What you need to do:
In the entries that follow, identify the line containing "For the audit, pick out each instance of the shirt" and return it together with all later lines, exactly as they appear.

── Material for this exercise ──

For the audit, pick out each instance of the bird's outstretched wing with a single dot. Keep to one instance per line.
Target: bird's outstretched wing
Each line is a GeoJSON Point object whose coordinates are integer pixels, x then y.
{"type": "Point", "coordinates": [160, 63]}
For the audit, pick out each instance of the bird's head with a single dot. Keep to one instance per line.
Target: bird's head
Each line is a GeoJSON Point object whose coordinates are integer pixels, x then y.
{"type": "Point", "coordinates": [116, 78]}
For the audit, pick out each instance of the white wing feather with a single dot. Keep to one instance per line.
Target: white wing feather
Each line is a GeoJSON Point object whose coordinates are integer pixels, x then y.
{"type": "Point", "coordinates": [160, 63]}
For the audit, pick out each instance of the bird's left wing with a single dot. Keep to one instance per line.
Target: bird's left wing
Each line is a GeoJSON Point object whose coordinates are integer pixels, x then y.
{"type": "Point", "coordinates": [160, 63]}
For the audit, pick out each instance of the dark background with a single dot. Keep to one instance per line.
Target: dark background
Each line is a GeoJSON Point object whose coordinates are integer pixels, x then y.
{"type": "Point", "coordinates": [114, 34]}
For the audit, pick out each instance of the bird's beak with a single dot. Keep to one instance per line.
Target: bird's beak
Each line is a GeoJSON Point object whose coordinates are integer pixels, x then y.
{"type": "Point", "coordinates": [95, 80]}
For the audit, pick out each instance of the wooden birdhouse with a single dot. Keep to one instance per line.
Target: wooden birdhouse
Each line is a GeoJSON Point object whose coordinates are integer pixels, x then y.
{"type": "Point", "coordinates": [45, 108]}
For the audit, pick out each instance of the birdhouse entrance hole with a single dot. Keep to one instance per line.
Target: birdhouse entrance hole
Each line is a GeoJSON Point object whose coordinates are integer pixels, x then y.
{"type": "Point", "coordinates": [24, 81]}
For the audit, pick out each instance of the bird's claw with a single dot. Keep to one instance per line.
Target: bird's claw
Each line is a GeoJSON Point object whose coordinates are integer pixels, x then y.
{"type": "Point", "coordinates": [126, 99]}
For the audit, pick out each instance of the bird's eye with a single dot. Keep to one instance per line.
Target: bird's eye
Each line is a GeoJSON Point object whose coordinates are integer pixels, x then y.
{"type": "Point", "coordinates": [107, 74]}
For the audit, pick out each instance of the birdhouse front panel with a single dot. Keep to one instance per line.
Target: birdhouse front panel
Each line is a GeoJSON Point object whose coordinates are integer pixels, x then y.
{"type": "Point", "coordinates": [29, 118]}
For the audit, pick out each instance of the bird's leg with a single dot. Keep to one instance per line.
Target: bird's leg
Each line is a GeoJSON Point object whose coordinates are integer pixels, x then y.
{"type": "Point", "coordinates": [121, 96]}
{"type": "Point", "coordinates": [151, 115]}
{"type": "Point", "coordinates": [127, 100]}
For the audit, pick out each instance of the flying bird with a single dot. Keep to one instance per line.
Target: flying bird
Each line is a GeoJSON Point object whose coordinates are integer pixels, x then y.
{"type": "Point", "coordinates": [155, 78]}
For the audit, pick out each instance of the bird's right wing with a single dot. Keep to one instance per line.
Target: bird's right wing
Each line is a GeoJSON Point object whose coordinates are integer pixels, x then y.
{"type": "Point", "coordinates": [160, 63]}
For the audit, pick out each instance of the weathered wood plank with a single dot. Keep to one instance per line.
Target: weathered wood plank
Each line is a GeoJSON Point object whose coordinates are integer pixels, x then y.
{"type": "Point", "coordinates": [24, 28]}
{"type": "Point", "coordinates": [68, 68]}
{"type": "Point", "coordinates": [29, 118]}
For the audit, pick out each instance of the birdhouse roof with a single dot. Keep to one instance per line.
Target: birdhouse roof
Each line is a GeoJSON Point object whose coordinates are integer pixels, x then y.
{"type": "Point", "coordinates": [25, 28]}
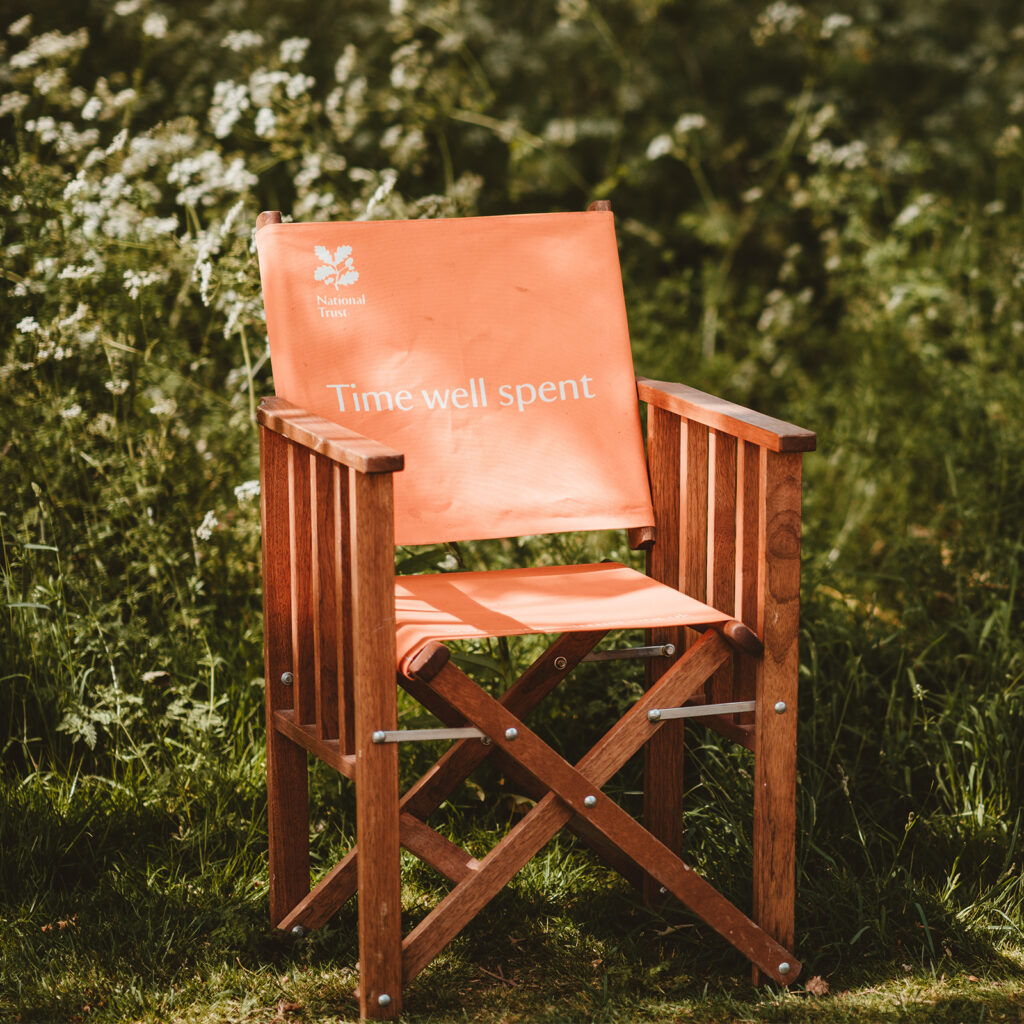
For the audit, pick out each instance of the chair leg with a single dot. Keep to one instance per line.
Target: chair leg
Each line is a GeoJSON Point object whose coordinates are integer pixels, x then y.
{"type": "Point", "coordinates": [379, 870]}
{"type": "Point", "coordinates": [663, 796]}
{"type": "Point", "coordinates": [775, 682]}
{"type": "Point", "coordinates": [288, 822]}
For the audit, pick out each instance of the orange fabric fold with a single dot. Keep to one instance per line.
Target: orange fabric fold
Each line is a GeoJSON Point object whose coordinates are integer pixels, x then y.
{"type": "Point", "coordinates": [549, 599]}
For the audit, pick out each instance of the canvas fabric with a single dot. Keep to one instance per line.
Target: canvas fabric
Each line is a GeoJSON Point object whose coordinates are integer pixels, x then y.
{"type": "Point", "coordinates": [492, 351]}
{"type": "Point", "coordinates": [547, 599]}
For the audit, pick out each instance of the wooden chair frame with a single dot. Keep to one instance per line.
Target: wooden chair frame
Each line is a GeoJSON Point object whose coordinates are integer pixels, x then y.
{"type": "Point", "coordinates": [726, 486]}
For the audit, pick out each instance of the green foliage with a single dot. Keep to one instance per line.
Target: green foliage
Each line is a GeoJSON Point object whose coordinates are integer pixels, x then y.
{"type": "Point", "coordinates": [819, 215]}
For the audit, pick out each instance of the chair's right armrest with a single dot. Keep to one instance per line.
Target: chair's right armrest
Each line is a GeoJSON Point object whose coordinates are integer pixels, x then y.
{"type": "Point", "coordinates": [327, 438]}
{"type": "Point", "coordinates": [744, 424]}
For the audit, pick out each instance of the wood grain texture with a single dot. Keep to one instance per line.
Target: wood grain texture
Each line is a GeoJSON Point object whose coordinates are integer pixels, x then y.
{"type": "Point", "coordinates": [742, 423]}
{"type": "Point", "coordinates": [329, 751]}
{"type": "Point", "coordinates": [325, 582]}
{"type": "Point", "coordinates": [663, 790]}
{"type": "Point", "coordinates": [300, 544]}
{"type": "Point", "coordinates": [288, 836]}
{"type": "Point", "coordinates": [775, 743]}
{"type": "Point", "coordinates": [374, 657]}
{"type": "Point", "coordinates": [550, 813]}
{"type": "Point", "coordinates": [342, 550]}
{"type": "Point", "coordinates": [573, 787]}
{"type": "Point", "coordinates": [317, 434]}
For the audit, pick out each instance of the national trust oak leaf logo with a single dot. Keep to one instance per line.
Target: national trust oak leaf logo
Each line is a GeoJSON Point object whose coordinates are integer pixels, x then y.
{"type": "Point", "coordinates": [337, 269]}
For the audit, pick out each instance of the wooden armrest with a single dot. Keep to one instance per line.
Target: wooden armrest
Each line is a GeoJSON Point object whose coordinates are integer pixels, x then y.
{"type": "Point", "coordinates": [338, 443]}
{"type": "Point", "coordinates": [721, 415]}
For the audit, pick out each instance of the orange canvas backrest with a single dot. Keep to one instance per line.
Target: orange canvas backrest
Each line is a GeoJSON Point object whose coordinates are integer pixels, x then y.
{"type": "Point", "coordinates": [493, 351]}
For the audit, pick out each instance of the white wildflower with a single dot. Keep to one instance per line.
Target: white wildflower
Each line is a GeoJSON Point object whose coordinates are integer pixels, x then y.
{"type": "Point", "coordinates": [659, 145]}
{"type": "Point", "coordinates": [381, 193]}
{"type": "Point", "coordinates": [135, 281]}
{"type": "Point", "coordinates": [244, 40]}
{"type": "Point", "coordinates": [835, 23]}
{"type": "Point", "coordinates": [163, 406]}
{"type": "Point", "coordinates": [229, 99]}
{"type": "Point", "coordinates": [12, 102]}
{"type": "Point", "coordinates": [53, 46]}
{"type": "Point", "coordinates": [155, 25]}
{"type": "Point", "coordinates": [294, 49]}
{"type": "Point", "coordinates": [265, 122]}
{"type": "Point", "coordinates": [205, 529]}
{"type": "Point", "coordinates": [299, 85]}
{"type": "Point", "coordinates": [247, 492]}
{"type": "Point", "coordinates": [92, 109]}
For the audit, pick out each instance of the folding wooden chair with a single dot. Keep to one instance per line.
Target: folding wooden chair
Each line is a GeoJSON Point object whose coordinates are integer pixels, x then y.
{"type": "Point", "coordinates": [471, 378]}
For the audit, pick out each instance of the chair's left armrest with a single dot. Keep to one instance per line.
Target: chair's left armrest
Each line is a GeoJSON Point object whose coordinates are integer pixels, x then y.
{"type": "Point", "coordinates": [744, 424]}
{"type": "Point", "coordinates": [337, 443]}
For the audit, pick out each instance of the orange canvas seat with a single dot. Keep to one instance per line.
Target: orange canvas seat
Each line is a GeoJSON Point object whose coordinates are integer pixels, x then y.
{"type": "Point", "coordinates": [547, 599]}
{"type": "Point", "coordinates": [458, 380]}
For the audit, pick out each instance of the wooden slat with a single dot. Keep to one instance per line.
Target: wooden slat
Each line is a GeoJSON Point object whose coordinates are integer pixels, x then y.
{"type": "Point", "coordinates": [663, 791]}
{"type": "Point", "coordinates": [775, 743]}
{"type": "Point", "coordinates": [574, 787]}
{"type": "Point", "coordinates": [300, 542]}
{"type": "Point", "coordinates": [462, 759]}
{"type": "Point", "coordinates": [434, 849]}
{"type": "Point", "coordinates": [374, 657]}
{"type": "Point", "coordinates": [324, 583]}
{"type": "Point", "coordinates": [693, 514]}
{"type": "Point", "coordinates": [741, 423]}
{"type": "Point", "coordinates": [329, 751]}
{"type": "Point", "coordinates": [330, 439]}
{"type": "Point", "coordinates": [550, 814]}
{"type": "Point", "coordinates": [342, 550]}
{"type": "Point", "coordinates": [750, 560]}
{"type": "Point", "coordinates": [286, 763]}
{"type": "Point", "coordinates": [722, 545]}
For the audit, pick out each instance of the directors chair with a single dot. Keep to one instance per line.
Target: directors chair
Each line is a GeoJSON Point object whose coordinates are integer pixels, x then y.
{"type": "Point", "coordinates": [471, 378]}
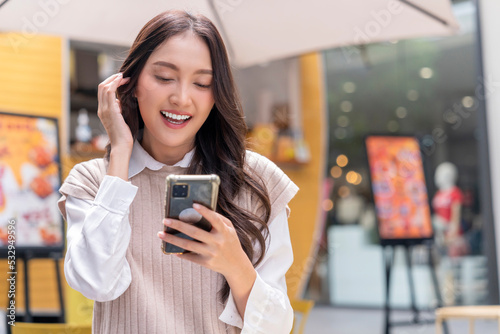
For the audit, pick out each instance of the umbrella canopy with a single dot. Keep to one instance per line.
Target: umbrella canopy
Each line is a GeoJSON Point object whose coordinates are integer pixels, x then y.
{"type": "Point", "coordinates": [255, 31]}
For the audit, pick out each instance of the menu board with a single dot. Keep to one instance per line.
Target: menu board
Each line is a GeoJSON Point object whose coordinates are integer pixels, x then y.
{"type": "Point", "coordinates": [399, 189]}
{"type": "Point", "coordinates": [29, 183]}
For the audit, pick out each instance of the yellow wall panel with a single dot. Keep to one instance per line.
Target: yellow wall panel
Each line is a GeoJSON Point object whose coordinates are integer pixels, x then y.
{"type": "Point", "coordinates": [31, 83]}
{"type": "Point", "coordinates": [31, 75]}
{"type": "Point", "coordinates": [305, 218]}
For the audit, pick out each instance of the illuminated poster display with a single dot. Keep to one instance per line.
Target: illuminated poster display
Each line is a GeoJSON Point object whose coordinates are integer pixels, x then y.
{"type": "Point", "coordinates": [399, 189]}
{"type": "Point", "coordinates": [29, 182]}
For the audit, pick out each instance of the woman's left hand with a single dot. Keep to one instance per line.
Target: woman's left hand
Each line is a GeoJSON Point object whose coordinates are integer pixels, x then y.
{"type": "Point", "coordinates": [219, 250]}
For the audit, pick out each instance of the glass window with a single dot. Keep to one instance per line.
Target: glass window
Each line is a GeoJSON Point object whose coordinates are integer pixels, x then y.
{"type": "Point", "coordinates": [426, 88]}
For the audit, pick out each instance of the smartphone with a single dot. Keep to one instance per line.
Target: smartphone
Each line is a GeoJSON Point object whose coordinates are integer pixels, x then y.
{"type": "Point", "coordinates": [182, 191]}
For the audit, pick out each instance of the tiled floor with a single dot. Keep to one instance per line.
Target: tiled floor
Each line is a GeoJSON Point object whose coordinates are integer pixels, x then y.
{"type": "Point", "coordinates": [331, 320]}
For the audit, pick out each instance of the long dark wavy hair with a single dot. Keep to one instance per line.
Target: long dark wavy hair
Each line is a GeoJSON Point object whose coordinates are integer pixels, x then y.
{"type": "Point", "coordinates": [220, 142]}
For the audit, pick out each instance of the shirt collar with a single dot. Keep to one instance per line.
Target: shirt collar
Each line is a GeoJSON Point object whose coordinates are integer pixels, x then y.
{"type": "Point", "coordinates": [141, 159]}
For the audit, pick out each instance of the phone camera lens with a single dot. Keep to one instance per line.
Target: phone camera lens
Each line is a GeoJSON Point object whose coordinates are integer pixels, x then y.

───

Correct answer:
For the audit, pick out each instance of the shirt collar with a single dot. Keep to one instance per line.
Target: shirt collar
Each line is a GeoJSON Point object whose coordinates are integer pixels, x then y.
{"type": "Point", "coordinates": [141, 159]}
For the audit, pick out each instance of the phone camera lens with a single dot. Keep to one instance per line.
Target: phone camera lens
Each line is a GeoJSON Point object whose coordinates are integer pixels, x then y.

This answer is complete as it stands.